-- TEXTO APRESENTADO --

※

Por maioria, TJ/SP equipara plano “falso coletivo” a contrato familiar, limita reajustes aos índices da ANS e determina devolução de valores após reajuste de 130%.

16/10/2025

Em decisão recente, a 6ª Câmara de Direito Privado do TJ/SP consolidou o entendimento de que planos empresariais com número reduzido de beneficiários - especialmente quando compostos apenas por membros da mesma família - devem ser equiparados aos planos individuais ou familiares, aplicando-se integralmente a lei 9.656/1998 e o CDC.

No caso, um contrato firmado pela SulAmérica Companhia de Seguro Saúde com três vidas foi reconhecido como plano “falso coletivo”, por não atender ao princípio da mutualidade e por se tratar, na prática, de um plano familiar travestido de empresarial.

A decisão, relatada pelo desembargador José Carlos Costa Netto, reforma parcialmente a sentença de 1º grau e impõe à operadora o dever de recalcular as mensalidades pelos índices da ANS, além de restituir os valores pagos em excesso

O caso

A ação revisional 1004035-71.2024.8.26.070 foi proposta por uma empresa, representada pela advogada Aline Vasconcelos, que mantinha plano coletivo empresarial com para três beneficiários - o sócio e seus familiares.

※

-- INFORMAÇÕES EXIBIDAS --
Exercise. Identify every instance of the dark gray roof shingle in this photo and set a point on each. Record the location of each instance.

※

-- TAREFA 1 --
Responda, com base na notícia sobre o plano "falso coletivo", às perguntas abaixo.
(a) Qual câmara do TJ/SP proferiu a decisão?
(b) Quantas vidas o contrato firmado pela SulAmérica abrangia?
(c) Quem relatou a decisão?
-- TAREFA 2 --
Reproduza o trecho da notícia sobre o plano "falso coletivo" de "Por maioria, TJ/SP" até "9.656/1998 e o CDC.".
-- TAREFA 3 --
Reescreva de forma mais breve o parágrafo da notícia sobre o plano "falso coletivo" que começa com "Em decisão recente", mantendo seus fatos principais.
O material não tem relação com esta atividade.

-- RESPOSTA 1 --
(a) A 6ª Câmara de Direito Privado.
(b) Três vidas.
(c) O desembargador José Carlos Costa Netto.

-- RESPOSTA 2 --
Por maioria, TJ/SP equipara plano “falso coletivo” a contrato familiar, limita reajustes aos índices da ANS e determina devolução de valores após reajuste de 130%.

16/10/2025

Em decisão recente, a 6ª Câmara de Direito Privado do TJ/SP consolidou o entendimento de que planos empresariais com número reduzido de beneficiários - especialmente quando compostos apenas por membros da mesma família - devem ser equiparados aos planos individuais ou familiares, aplicando-se integralmente a lei 9.656/1998 e o CDC.

-- RESPOSTA 3 --
A 6ª Câmara de Direito Privado do TJ/SP firmou o entendimento de que planos empresariais com poucos beneficiários, sobretudo quando formados apenas por membros da mesma família, equiparam-se aos planos individuais ou familiares. A esses planos aplicam-se integralmente a lei 9.656/1998 e o CDC.